Annual science competition held in the United States of America

The National Science Bowl (NSB) is a high school and middle school science knowledge competition, using a quiz bowl format, held in the United States. A buzzer system similar to those seen on popular television game shows is used to signal an answer. The competition has been organized and sponsored by the United States Department of Energy since its inception in 1991.

==Subject areas==
Questions are asked in the categories of Biology, Chemistry, Earth and Space Science, Energy (dealing with DOE research), Mathematics, and Physics.

Several categories have been added, dropped, or merged throughout the years. Computer Science was dropped from the list in late 2002. Current Events was in the 2005 competition, but did not make a return. General Science was dropped and Astronomy was merged with Earth Science to create Earth and Space Science in 2011.

==Regional competitions==
The winning team of each regional Science Bowl competition is invited to participate in the National Science Bowl finals in Washington, D.C., with all expenses paid. As of 2018, there were 65 high school regionals and 48 middle school regionals. These figures include the two "super regional" sites that are permitted to send two teams to the national competition. The two super regionals are the Kansas/Missouri Regional High School Science Bowl and the Connecticut/Northeast Regional High School Science Bowl (The Northeast Regional includes Rhode Island, Connecticut, Massachusetts, New Hampshire, Vermont, and parts of New York).
==*==
#### [WORK TO COMPLETE]
a) In the National Science Bowl passage, when was Computer Science dropped from the list of categories?
b) Reproduce the part of the National Science Bowl passage starting with "The National Science Bowl (NSB)" and going on through "Mathematics, and Physics.", word for word.

#### [ENTRIES SHOWN]
==*==
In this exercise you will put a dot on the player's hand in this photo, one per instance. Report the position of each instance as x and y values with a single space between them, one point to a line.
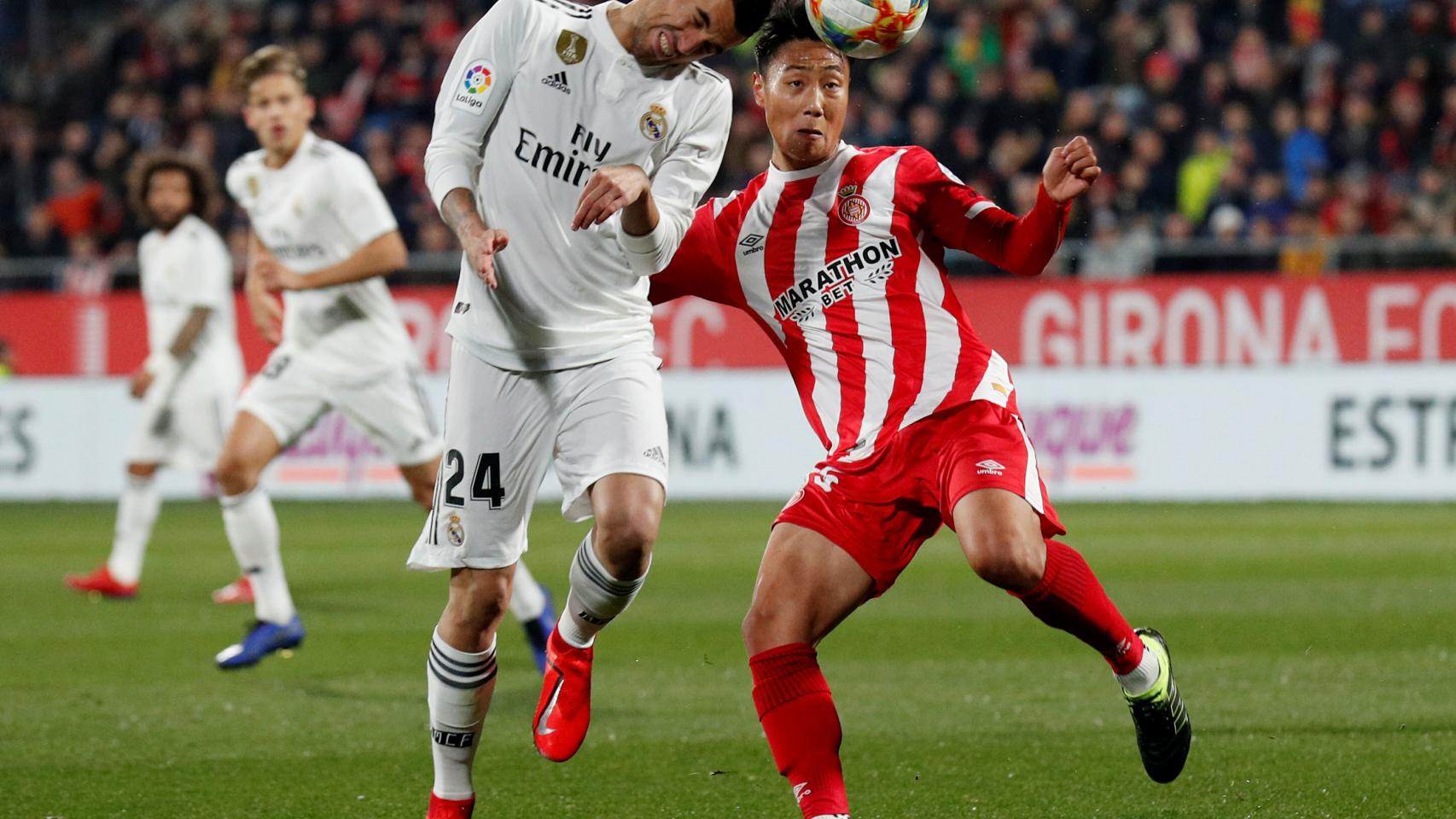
272 276
1070 171
480 247
140 383
609 189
==*==
#### [ANSWERS TO THE EXERCISES]
a) In late 2002.

b)
The National Science Bowl (NSB) is a high school and middle school science knowledge competition, using a quiz bowl format, held in the United States. A buzzer system similar to those seen on popular television game shows is used to signal an answer. The competition has been organized and sponsored by the United States Department of Energy since its inception in 1991.

==Subject areas==
Questions are asked in the categories of Biology, Chemistry, Earth and Space Science, Energy (dealing with DOE research), Mathematics, and Physics.